STATED GOAL: Write out every record below again with "one point per instance" replaced by "a single point for each instance" and everything else unchanged. Leave the pictures out of your answer.

Stored data:
- - -

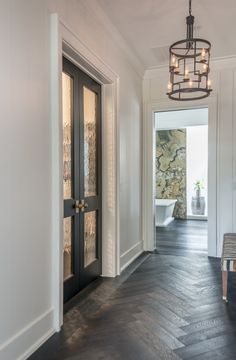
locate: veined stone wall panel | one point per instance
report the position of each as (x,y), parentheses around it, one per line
(171,168)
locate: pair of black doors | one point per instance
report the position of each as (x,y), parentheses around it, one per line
(81,100)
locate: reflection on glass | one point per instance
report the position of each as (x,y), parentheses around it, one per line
(89,237)
(67,250)
(90,169)
(67,95)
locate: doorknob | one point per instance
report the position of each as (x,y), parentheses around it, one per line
(80,206)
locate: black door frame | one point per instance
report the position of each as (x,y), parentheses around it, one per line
(81,275)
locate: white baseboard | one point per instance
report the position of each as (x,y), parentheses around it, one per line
(130,255)
(197,217)
(29,339)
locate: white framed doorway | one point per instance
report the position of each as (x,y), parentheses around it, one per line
(65,43)
(181,162)
(149,169)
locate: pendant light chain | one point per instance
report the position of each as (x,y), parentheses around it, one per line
(190,7)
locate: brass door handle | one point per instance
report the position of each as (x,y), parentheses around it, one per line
(80,206)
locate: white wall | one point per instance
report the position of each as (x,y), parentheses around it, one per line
(222,104)
(26,255)
(197,162)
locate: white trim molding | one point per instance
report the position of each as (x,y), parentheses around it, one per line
(65,42)
(29,339)
(150,107)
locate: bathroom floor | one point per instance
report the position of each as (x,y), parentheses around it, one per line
(181,237)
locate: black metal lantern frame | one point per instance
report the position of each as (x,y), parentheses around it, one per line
(189,66)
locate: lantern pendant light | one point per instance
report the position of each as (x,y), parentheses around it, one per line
(189,66)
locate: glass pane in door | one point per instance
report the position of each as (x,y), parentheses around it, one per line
(90,238)
(67,249)
(67,96)
(90,143)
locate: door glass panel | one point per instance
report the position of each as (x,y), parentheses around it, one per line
(67,96)
(90,143)
(67,250)
(90,238)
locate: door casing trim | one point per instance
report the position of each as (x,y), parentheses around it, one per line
(63,41)
(149,169)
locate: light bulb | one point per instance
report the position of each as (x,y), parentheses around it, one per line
(169,86)
(203,54)
(186,73)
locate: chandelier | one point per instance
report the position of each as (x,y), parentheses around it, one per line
(189,66)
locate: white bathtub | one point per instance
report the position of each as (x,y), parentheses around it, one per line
(164,211)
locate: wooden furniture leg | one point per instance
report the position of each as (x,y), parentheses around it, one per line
(225,285)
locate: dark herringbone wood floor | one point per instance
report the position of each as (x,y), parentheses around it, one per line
(166,306)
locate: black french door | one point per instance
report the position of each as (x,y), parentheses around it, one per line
(81,110)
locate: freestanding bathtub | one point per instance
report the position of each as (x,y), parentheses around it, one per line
(164,211)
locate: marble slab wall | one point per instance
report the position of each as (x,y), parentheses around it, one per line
(171,168)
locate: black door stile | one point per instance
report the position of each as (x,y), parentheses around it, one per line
(81,275)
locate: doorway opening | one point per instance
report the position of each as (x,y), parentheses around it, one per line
(82,186)
(181,181)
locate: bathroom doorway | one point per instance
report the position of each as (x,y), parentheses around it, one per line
(181,181)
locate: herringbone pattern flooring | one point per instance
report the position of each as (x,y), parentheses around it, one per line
(166,306)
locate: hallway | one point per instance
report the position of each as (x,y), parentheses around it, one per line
(162,307)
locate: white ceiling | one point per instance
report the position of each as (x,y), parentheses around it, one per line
(150,26)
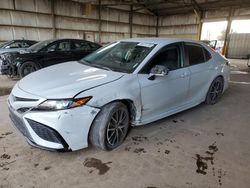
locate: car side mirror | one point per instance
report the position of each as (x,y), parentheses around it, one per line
(158,70)
(51,50)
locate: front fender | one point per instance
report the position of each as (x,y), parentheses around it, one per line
(125,88)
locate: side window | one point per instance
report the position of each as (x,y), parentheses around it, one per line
(207,54)
(93,45)
(15,45)
(51,48)
(63,46)
(25,45)
(81,45)
(195,53)
(169,57)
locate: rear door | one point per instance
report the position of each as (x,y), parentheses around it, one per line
(200,65)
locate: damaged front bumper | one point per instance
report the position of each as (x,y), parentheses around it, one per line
(62,130)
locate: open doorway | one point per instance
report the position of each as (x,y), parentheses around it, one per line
(214,32)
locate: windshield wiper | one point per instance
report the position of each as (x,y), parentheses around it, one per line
(95,65)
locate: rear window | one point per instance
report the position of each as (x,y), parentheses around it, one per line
(195,54)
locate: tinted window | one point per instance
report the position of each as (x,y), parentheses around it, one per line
(168,57)
(63,46)
(81,45)
(119,56)
(207,54)
(195,53)
(25,45)
(93,45)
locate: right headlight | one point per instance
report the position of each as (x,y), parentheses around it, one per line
(62,104)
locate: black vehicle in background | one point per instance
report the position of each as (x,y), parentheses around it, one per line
(14,45)
(44,54)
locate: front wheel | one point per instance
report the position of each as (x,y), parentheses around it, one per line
(110,127)
(27,68)
(215,91)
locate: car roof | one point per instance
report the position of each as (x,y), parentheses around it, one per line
(160,41)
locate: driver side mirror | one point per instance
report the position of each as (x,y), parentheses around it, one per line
(158,70)
(51,50)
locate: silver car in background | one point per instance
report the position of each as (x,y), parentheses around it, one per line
(128,82)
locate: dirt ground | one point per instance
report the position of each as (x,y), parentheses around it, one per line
(204,147)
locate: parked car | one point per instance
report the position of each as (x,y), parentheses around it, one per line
(211,43)
(44,54)
(248,60)
(14,45)
(129,82)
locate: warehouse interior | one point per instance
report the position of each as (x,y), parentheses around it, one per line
(168,153)
(106,21)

- - -

WRITTEN ANSWER:
locate: veined stone wall panel | a single point for each instance
report the position of each as (x,y), parentheses around it, one per line
(171,168)
locate: pair of black doors | a single point for each instance
report the position of each as (x,y), parentheses around it, one per line
(81,100)
locate: reflection on glass | a single point for each instance
report the position of each as (x,y), parentheses around it, one per line
(89,237)
(67,250)
(90,169)
(67,95)
locate: doorknob | a single point for each instance
report the position of each as (x,y), parentheses around it, one per line
(80,206)
locate: black door frame | a single point for each instance
report the position of each as (x,y), parentheses around it, one per line
(81,275)
locate: white baseboard | a single point for each instance
report the position of each as (x,y), parentheses around it, one per line
(130,255)
(197,217)
(29,339)
locate: white framed doorway | a single point for each instance
report the position of each as (x,y), parentheses around it, one per line
(65,43)
(181,162)
(149,169)
locate: pendant light chain | a single point for each instance
report the position of each as (x,y), parentheses around it, one per line
(190,7)
locate: brass door handle | a single point for each instance
report the position of each as (x,y), parentheses around it, one per line
(80,206)
locate: white wall | a single point for each instance
report the position of each as (x,y), parentheses around it, one per line
(222,104)
(26,255)
(197,162)
locate: white trim molding | a single point for each instance
report the position of each as (x,y), parentheses around it, one per line
(65,42)
(29,339)
(150,107)
locate: bathroom floor | a single point for each instance
report the position of each as (x,y), parentheses around it, one per line
(181,237)
locate: black metal lantern frame | a single point for each instance
report the position of each as (x,y), parentheses around it, one per line
(189,66)
locate: lantern pendant light | a single point for each instance
report the position of each as (x,y), parentheses around it, one per line
(189,66)
locate: glass pane in door | a single point for each instance
report the position of each as (x,y), parentheses around it, one per line
(90,238)
(67,249)
(67,96)
(90,143)
locate: door glass panel | a single point for each instance
report the position of each as (x,y), parentheses around it, one per line
(67,96)
(90,143)
(67,250)
(90,238)
locate: door casing trim | a single point for each instance
report the position of each as (x,y), parentheses around it, one per line
(63,41)
(149,169)
locate: light bulb | a single point for each instance
report the position of each as (x,y), parentheses around it, one per line
(169,86)
(203,54)
(186,73)
locate: chandelier | a single point for each instance
report the position of each as (x,y), parentheses around it, one per line
(189,66)
locate: white bathtub | a single point for each instance
report the position of each as (x,y), parentheses around it, one per line
(164,211)
locate: wooden furniture leg | a single point for each instance
report the position of each as (x,y), parentheses around it, one per line
(225,285)
locate: dark herringbone wood floor | a single point for each instance
report the position of each as (x,y), parentheses around it, one per line
(166,306)
locate: black french door | a single point for each instance
report the position of each as (x,y), parentheses around it, one per line
(81,110)
locate: freestanding bathtub | a single point for each instance
report the position of each as (x,y), parentheses around it, one per line
(164,211)
locate: marble slab wall | a single point for each instance
report the position of each as (x,y), parentheses around it, one per line
(171,168)
locate: black door stile | a single point for each instance
report the position of each as (x,y), parentheses around it, one per line
(81,275)
locate: doorway opening | a single point for each instance
report the position of each as (x,y), parentheses around it, one per line
(82,186)
(181,181)
locate: bathroom doorway | a single point for each instance
report the position of each as (x,y), parentheses around it, one per line
(181,181)
locate: herringbone pattern flooring | a single point for each instance
report the position of each as (x,y), parentheses around it, one per line
(166,306)
locate: hallway | a single point for each instance
report the position of each as (x,y), parentheses around it, one per line
(162,307)
locate: white ceiling | a single point for each instance
report the position of each as (x,y), parentheses around it, one per line
(150,26)
locate: car side mirror | a single point for each instance
report the position of each as (x,y), parentheses around it, one per line
(158,70)
(51,50)
locate: front fender | a single point for each instance
report the position of each as (x,y), parentheses around it, one per line
(125,88)
locate: side window | a single point for each instance
report the position of each as (x,y), parentheses around it, one per line
(207,54)
(93,45)
(15,45)
(51,48)
(63,46)
(25,45)
(81,45)
(195,53)
(169,57)
locate: rear door | a single point for each instance
report the position of each as (x,y), parentheses around it, one per line
(200,65)
locate: damaged front bumper | a single point for each instance
report the position of each as (x,y), parentheses around it, one per line
(62,130)
locate: open doorway | a single point for each instance
report the position of each as (x,y), parentheses around it, one per line
(214,32)
locate: windshield wiper | a single point for each instance
report the position of each as (x,y), parentheses around it, one per line
(95,65)
locate: rear window | a single point for each instance
report the position of each as (x,y), parentheses around it, one per line
(195,54)
locate: tinted window | a single point for each instance
report the position of each as (x,y), parentheses around it, one per line
(168,57)
(63,46)
(81,45)
(119,56)
(207,54)
(195,53)
(25,45)
(93,45)
locate: right headlight | a single point for each instance
report the position of each as (x,y), parentheses around it, one per line
(62,104)
locate: black vehicle in background | a single point for each instance
report the position of each as (x,y), parentheses around it, one per line
(14,45)
(44,54)
locate: front wheel | a single point for each instance
report the position of each as (x,y), parentheses around it, one per line
(110,127)
(27,68)
(215,91)
locate: car roof | a single point for each instance
report the position of each as (x,y), parentheses around it, one per line
(160,41)
locate: driver side mirror | a single point for each instance
report the position of each as (x,y), parentheses around it, one per line
(158,70)
(51,50)
locate: silver car in background | a single point for each instance
report the position of each as (x,y), parentheses around it, one per line
(128,82)
locate: dirt ground | a single point for each instance
report the position of each as (x,y), parentheses around it, one per line
(204,147)
locate: parked car | a single point for each instance
report the position of each as (x,y), parentheses around it, one per line
(211,43)
(44,54)
(248,60)
(14,45)
(129,82)
locate: warehouse interior | a single point for each instance
report the position of each as (x,y), parentheses around it, one per line
(168,153)
(106,21)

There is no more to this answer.